Please recast the records below as a numbered list, dropping any blank lines and leaving the pictures out.

**** Dataset content

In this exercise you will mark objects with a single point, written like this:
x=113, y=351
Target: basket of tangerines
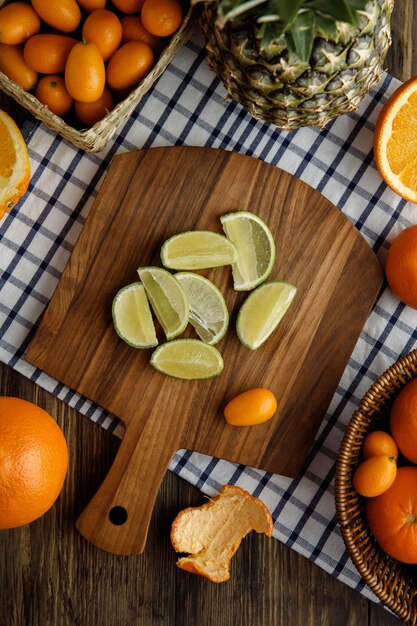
x=376, y=488
x=82, y=66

********

- Solution to the problem:
1. In this exercise you will mark objects with a single point, written like this:
2. x=113, y=351
3. Target: basket of tangerines
4. x=376, y=488
5. x=82, y=66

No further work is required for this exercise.